WORK INSTRUCTIONS:
Change "white" to "gray" in the records, starting with the line with "board present in the image above." and going on through the line with "[13,34,31,161]", and give only those lines with everything else unchanged.

INFORMATION SUPPLIED:
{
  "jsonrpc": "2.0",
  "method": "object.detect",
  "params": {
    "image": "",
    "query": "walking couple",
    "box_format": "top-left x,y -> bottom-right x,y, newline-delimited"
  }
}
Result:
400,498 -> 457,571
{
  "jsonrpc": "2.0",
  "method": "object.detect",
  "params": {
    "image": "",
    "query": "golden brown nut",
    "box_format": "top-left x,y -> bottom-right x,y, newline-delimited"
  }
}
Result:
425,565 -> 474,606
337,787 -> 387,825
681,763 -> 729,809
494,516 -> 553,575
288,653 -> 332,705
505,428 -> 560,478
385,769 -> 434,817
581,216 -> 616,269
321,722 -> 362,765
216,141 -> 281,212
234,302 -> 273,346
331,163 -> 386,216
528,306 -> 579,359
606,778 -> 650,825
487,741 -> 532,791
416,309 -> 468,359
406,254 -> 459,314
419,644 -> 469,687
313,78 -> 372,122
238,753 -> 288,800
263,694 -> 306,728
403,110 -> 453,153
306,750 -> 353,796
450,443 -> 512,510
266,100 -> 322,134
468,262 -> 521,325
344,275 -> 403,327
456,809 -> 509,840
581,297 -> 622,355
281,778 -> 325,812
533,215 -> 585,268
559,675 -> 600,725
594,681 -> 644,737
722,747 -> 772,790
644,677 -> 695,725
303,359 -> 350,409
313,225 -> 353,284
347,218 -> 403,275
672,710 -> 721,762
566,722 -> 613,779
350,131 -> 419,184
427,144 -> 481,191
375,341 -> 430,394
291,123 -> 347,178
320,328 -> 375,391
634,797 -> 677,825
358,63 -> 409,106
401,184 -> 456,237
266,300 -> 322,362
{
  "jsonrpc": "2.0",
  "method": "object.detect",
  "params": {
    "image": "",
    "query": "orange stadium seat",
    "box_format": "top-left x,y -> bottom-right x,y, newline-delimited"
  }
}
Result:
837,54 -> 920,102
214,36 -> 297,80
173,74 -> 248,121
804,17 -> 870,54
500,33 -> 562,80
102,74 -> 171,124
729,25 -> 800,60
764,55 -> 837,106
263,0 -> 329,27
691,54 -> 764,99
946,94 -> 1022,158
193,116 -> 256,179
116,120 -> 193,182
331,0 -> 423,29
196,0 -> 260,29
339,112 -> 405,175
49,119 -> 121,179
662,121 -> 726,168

* * *

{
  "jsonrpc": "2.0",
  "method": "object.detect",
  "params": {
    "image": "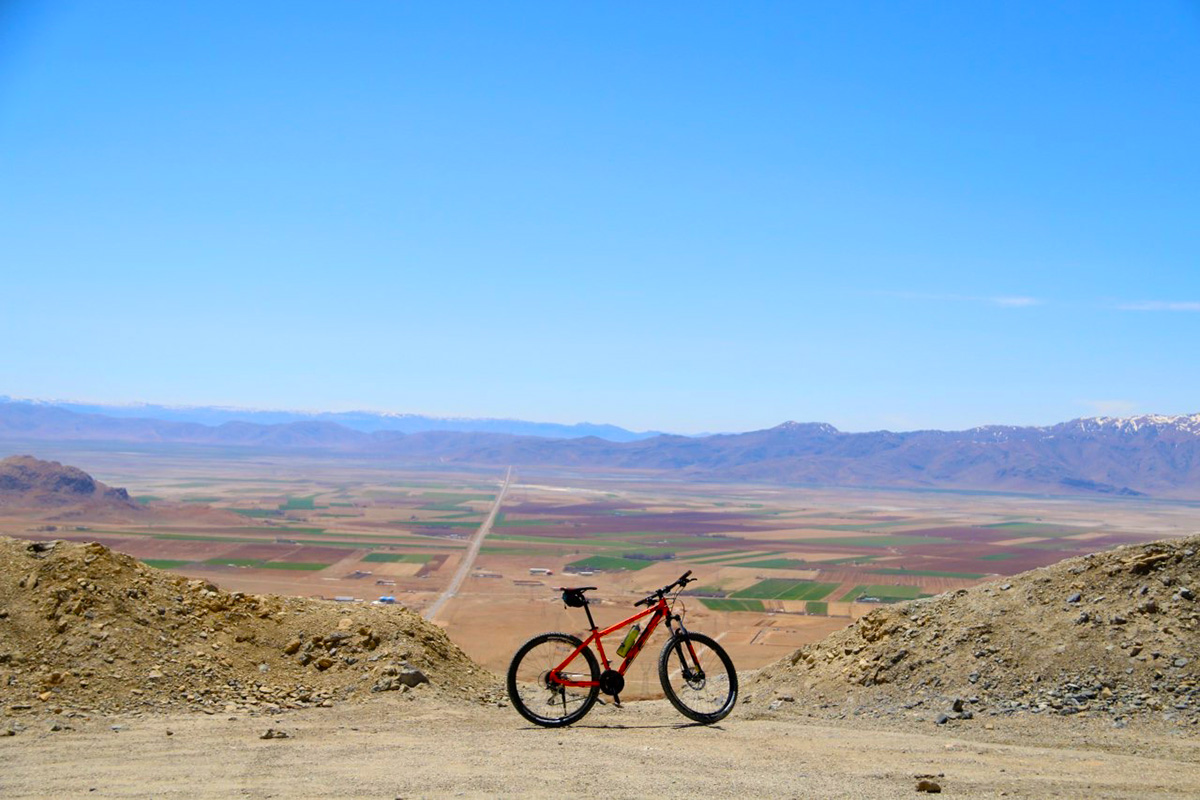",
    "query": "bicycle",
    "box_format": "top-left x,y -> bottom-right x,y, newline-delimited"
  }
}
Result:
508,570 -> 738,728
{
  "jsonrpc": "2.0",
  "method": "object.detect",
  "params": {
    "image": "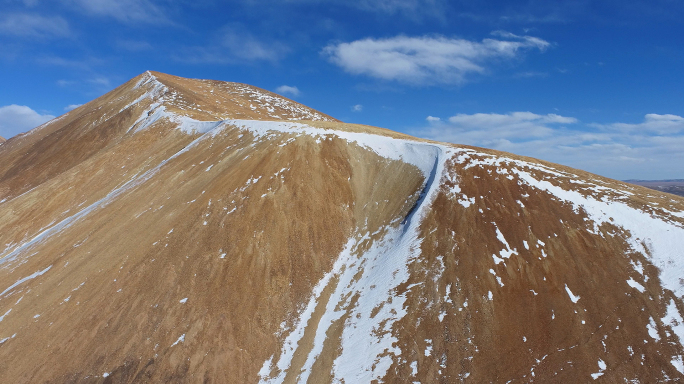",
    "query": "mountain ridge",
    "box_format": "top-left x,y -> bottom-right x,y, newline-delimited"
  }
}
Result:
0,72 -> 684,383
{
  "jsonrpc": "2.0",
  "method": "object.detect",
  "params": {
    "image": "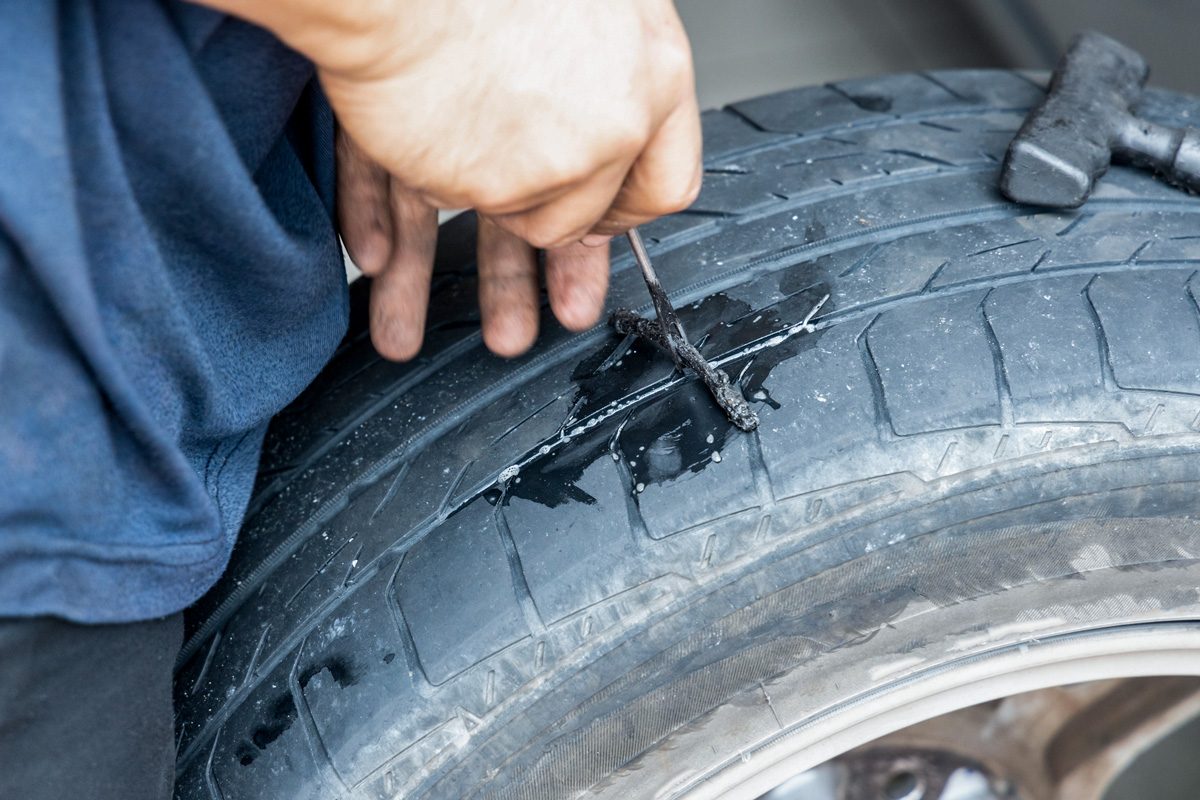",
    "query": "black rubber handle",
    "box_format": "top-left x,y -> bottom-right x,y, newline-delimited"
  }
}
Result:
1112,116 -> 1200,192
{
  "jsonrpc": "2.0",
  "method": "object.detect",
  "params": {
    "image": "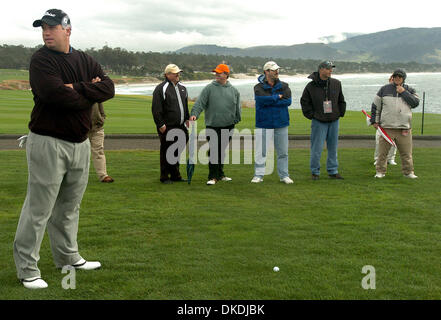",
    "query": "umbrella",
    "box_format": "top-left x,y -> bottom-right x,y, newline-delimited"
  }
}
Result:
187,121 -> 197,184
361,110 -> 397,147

--

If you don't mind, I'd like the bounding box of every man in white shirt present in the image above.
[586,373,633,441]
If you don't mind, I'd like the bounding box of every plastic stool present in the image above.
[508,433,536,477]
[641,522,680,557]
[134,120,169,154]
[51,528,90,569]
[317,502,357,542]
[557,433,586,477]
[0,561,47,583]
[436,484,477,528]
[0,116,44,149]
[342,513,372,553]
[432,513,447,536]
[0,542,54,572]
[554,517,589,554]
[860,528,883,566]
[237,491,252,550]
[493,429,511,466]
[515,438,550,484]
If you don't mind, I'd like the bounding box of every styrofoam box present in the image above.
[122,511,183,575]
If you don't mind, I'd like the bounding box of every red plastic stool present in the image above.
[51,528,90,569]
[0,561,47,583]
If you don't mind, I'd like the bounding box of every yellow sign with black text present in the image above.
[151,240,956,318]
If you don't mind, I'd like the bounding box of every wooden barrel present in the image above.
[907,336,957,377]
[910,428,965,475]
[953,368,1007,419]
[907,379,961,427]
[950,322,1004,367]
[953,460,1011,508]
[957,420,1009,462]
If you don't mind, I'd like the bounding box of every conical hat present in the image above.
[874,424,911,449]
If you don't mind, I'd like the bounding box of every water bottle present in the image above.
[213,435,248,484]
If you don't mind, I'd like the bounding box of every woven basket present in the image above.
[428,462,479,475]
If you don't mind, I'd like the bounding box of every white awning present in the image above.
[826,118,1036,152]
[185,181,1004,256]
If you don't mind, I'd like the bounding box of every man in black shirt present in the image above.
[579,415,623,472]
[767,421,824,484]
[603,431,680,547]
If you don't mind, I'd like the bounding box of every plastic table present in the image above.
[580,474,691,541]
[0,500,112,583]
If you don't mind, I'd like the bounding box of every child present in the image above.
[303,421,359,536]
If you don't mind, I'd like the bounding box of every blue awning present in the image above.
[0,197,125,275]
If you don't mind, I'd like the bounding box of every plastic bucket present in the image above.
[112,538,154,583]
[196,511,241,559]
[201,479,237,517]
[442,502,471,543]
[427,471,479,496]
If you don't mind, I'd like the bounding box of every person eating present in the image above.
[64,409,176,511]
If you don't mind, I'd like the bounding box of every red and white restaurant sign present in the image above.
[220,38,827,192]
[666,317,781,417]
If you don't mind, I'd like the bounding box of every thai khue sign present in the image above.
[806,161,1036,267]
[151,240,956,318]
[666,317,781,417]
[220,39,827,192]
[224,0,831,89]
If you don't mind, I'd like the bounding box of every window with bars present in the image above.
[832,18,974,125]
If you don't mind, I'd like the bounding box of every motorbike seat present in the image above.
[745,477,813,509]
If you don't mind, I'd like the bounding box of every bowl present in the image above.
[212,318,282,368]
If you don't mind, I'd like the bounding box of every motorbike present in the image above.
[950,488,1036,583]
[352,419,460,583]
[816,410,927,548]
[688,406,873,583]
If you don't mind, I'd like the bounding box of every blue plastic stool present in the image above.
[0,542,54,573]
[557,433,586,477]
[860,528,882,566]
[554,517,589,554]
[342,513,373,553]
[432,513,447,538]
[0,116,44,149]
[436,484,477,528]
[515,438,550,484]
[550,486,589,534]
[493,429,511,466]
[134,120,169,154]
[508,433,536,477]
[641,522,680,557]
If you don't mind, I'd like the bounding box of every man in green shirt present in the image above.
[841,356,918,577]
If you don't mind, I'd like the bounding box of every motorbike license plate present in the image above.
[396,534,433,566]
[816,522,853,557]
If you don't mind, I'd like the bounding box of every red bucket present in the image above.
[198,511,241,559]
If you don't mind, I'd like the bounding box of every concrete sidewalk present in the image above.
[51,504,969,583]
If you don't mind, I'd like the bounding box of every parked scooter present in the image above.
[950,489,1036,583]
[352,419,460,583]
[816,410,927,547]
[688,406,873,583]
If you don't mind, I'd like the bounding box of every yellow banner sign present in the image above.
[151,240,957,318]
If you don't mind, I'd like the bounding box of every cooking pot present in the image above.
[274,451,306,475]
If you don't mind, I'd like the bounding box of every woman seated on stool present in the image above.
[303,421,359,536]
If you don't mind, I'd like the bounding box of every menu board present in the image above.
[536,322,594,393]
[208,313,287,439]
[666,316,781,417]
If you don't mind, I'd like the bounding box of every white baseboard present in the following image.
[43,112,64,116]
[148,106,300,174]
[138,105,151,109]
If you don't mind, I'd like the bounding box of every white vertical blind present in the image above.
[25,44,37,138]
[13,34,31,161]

RESULT BELOW:
If you don't mind, I'd like the bounding box of every menu board present in the image above.
[536,322,594,393]
[208,313,287,439]
[666,316,781,417]
If you don't mind, I'd like the bounding box of every gray baseboard present in the following image.
[43,112,64,116]
[148,106,300,174]
[138,105,151,109]
If you don't mind, I'd like the bounding box of every gray vertical blind present in the image above.
[25,44,37,138]
[13,34,31,161]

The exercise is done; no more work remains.